▶ [Text]:
◇ ◇ ◇

Of course, there’s one kind of “code” we haven’t mentioned yet – and that’s you. If you rely on reading GI numbers from GenBank flat files or FASTA records, or copying them or searching for them in those records, that “code” will fail in September. Why? Same reason. They won’t be there.

So are the GI numbers gone for good?

No! They are still part of the data record, and you will still be able to use them to retrieve the record on the web or using the E-utilities, indefinitely. They will remain in XML and ASN.1 data presentations, and will only be removed from flat files and FASTA.

However, more and more new sequence records will not be assigned a GI number, and so will never be retrievable using GI methods. But records that currently have a GI will always have that GI.

Stay tuned for additional posts about these changes, and please let us know if you have questions.

15 thoughts on “NCBI is Phasing Out Sequence GIs – Here’s What You Need to Know

    1. Yes, we will be adding support for accession.version to blastdb_aliastool. Check the NCBI News, BLAST News (on the BLAST home page) and our social media (FaceBook, Twitter) for updates on this.

  1. Regarding phasing out GI numbers from NCBI, I was highly concerned about how can I use accession.version indicator to (e)fetch content from nuccore.

    I mainly use efetch to obtain FASTA sequences in text format in a lab-based web server environment and as long as GIs served as UIDs, I could perfectly obtain sequences and pipe them for further procession.

    Under the new schema, how could this work?

    Thank you in advance for your response!

    1. This is supposed to work by adding “&idtype=acc” and “&rettype=acc” to your queries, but as of today, it’s still not working.
      Can anyone @NCBI please give us a heads up as to when it should start working?
      Thanks.

◇ ◇ ◇

Records from a dataset:

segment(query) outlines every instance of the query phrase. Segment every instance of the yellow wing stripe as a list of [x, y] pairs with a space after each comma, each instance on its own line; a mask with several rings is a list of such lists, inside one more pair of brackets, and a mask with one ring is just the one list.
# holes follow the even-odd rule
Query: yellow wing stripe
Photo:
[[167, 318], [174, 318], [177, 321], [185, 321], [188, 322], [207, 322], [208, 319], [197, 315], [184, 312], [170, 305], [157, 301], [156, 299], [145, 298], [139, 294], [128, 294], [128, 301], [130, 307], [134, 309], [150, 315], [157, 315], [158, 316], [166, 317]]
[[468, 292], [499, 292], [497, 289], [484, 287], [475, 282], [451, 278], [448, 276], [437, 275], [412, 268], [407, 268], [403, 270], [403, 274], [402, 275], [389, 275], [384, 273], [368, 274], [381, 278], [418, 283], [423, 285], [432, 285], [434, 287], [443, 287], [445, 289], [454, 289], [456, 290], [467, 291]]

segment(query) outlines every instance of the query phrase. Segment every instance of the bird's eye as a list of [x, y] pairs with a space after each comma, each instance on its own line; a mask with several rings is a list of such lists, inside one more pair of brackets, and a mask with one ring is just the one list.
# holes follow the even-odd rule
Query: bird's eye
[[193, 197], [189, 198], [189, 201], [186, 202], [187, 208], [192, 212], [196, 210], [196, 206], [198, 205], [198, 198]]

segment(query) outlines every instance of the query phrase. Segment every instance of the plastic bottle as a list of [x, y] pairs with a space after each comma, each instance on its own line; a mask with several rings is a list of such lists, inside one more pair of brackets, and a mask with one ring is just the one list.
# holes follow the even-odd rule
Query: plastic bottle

◇ ◇ ◇

▶ [To do]:
(a) From the text on GI numbers, list every data format it names, saying for each whether GI numbers will stay in it or be removed.
(b) Please continue the text on GI numbers from its final line.
The records were taken from a different source than the text.

▶ [Responses to the exercise]:
(a)
- GenBank flat files: removed
- FASTA: removed
- XML: GI numbers remain
- ASN.1: GI numbers remain

(b)
      1. As a follow up: “&idtype=acc” is working. Just not for “&usehistory=y”, as described in the webinar’s slides.

      2. The code supporting the new &idtype parameter has not yet been released. We are expecting it to be released soon and will blog about it when it happens. For several years EFetch has supported accession.version identifiers in the &id parameter, and so it may appear that &idtype is working, when it simply is existing functionality for EFetch. The true changes will be to ESummary, EPost, and ELink, which only accept GI numbers (for sequences) in &id. Once &idtype is released, they will accept accession.version like EFetch does now. In addition, ESearch will output accession.version identifiers with &idtype=acc.

      3. Thank you for the clarification.
        So for now it is OK to get the IDs from “esearch” and then use “efetch” to “translate” the resulting GIs to Accession numbers, right? At least until “&idtype=acc” is released. Because this approach I mentioned feels “hackish”. I’ll be watching this space closely for the follow up so I can implement “&idtype” in my tool.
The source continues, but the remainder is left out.